(TEXT EXCERPT)

The mystery-solving community in “Vanished” experiences science firsthand, even speaking with scientists during the game’s progression. Volunteer scientists from the Smithsonian Institute interact live with the players to help sort out and strengthen the investigation. But do not expect the scientists to have all the answers. “The goal is not for the kids to play ‘20 Questions’ with [the scientists] until they get the answer. The scientists present themselves as a colleague, a fellow investigator,” explained Feeley. “The kids will come to them with hypotheses and they’ll help the kids develop an understanding of how to investigate these hypotheses.” The real-world scientists help to strengthen the science concepts in the game play. “We want to reaffirm to the kids that what they are doing is science,” said Osterweil.

(End TEXT EXCERPT)

▶ [TO DO]
1. Answer these questions about the passage on "Vanished" above:
(a) Which institution do the volunteer scientists come from?
(b) According to Feeley, how do the scientists present themselves to the players?
(c) According to Osterweil, what do the organizers want to reaffirm to the kids?
2. Carry on the passage about the science game "Vanished," picking up after its final sentence.

(DATA PROVIDED)

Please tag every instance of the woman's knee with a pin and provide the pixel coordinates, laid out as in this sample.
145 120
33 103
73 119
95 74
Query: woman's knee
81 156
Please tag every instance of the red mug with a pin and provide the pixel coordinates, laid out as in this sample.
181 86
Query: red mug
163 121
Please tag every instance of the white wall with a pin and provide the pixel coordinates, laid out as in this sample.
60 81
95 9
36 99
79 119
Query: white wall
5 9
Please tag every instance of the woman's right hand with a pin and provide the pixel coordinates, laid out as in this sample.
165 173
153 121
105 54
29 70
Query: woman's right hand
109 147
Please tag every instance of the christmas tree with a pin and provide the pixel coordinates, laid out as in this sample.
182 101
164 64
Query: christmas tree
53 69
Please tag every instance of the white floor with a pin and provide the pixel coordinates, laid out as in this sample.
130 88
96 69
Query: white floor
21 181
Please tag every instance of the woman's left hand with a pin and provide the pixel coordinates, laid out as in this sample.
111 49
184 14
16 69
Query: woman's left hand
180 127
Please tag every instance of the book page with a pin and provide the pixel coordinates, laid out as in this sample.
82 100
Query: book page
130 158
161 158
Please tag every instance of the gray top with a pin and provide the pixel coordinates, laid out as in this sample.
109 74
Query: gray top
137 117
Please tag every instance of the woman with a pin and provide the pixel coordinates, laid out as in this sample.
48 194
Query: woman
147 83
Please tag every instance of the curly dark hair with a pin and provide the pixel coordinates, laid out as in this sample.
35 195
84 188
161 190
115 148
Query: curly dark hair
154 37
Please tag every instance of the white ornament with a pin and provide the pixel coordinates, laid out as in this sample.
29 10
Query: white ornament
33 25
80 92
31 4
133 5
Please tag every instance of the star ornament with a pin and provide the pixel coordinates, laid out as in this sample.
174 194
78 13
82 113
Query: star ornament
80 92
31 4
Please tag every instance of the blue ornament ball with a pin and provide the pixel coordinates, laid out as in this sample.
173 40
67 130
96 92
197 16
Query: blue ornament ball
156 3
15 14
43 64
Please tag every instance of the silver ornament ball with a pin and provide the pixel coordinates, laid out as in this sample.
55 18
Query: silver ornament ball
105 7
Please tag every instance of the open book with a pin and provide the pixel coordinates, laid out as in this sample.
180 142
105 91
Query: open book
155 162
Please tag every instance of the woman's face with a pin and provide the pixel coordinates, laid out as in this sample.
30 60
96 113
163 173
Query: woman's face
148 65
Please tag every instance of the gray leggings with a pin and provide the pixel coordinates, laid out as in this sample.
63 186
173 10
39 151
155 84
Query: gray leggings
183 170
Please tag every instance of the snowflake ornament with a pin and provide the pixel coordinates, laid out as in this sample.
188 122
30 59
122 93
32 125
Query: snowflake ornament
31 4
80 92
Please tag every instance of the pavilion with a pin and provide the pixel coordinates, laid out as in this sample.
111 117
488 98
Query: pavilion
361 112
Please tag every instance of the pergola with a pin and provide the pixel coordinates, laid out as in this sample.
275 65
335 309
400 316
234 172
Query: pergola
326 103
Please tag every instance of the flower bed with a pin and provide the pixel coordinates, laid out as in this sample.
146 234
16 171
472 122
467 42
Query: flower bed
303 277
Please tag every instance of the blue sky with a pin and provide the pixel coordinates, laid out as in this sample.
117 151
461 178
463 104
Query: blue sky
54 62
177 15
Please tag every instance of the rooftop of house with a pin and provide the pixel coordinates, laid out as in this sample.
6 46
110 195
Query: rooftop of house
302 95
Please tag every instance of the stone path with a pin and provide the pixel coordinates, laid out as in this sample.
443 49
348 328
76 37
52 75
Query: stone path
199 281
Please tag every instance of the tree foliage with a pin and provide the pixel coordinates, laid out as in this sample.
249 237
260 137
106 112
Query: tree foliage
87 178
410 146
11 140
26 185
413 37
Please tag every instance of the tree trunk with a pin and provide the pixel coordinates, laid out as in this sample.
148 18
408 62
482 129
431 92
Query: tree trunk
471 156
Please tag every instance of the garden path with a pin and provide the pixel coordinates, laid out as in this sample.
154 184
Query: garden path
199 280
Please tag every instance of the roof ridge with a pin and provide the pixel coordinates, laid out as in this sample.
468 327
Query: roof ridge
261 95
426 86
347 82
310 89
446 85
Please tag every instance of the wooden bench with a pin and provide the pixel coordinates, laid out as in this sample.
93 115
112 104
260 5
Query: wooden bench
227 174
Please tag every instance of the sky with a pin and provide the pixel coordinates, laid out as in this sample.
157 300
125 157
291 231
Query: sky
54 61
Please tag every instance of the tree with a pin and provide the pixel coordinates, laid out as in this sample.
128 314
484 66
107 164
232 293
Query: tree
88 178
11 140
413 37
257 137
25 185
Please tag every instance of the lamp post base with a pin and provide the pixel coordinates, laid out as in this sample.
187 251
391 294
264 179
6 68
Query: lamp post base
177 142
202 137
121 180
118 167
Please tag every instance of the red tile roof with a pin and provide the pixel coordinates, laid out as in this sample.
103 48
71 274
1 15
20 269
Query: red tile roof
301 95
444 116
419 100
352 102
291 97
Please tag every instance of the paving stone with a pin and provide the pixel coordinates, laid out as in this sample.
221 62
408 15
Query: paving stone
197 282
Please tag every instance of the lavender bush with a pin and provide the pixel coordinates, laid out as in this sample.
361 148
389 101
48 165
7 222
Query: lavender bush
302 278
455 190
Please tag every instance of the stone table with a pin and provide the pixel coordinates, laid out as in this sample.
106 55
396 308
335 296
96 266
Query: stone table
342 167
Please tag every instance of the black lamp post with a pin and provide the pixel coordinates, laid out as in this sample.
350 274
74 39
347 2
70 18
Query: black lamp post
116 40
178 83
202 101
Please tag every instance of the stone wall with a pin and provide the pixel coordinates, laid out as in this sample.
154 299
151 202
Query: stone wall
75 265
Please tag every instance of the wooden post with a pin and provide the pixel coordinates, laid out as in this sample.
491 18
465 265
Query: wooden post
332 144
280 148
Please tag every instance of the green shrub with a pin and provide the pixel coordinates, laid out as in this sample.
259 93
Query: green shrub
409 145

(End DATA PROVIDED)

▶ [TASK ANSWERS]
1.
(a) The Smithsonian Institute.
(b) As a colleague, a fellow investigator.
(c) That what the kids are doing is science.

2.
And, if the first week after “Vanished” released is any indication, the more than 3,000 kids who signed up to play the game are psyched for science. In the first 24 hours of the game, there were more than 3,000 posts and the week’s clue, a complex cryptography challenge, was nearly solved. “I showed [the cryptography challenge] to my husband, who has a Ph.D., and he said, ‘No one can solve that code!’” said Feeley. “Well, a group of 12-year-olds did that together. These kids can do very powerful things when they work together and collaborate.”
The Future
“Vanished” ends on May 31 when the 8-week long mystery is solved. So, what happens to the game after that? Feeley said the game will not be replayed in its current state. “The exciting thing about ‘Vanished’ is that we’re creating open-source web tools to release, free of charge, to anyone who wants to use them,” explained Feeley. “We hope [‘Vanished’] is proof of concept and encourages other people to create this game for their own needs.” The potential for “Vanished” is even greater when applied to older age groups. “If we do this for an audience that’s older than thirteen, where we don’t get into the issues of Internet security, it becomes a much more wide open space,” said Osterweil.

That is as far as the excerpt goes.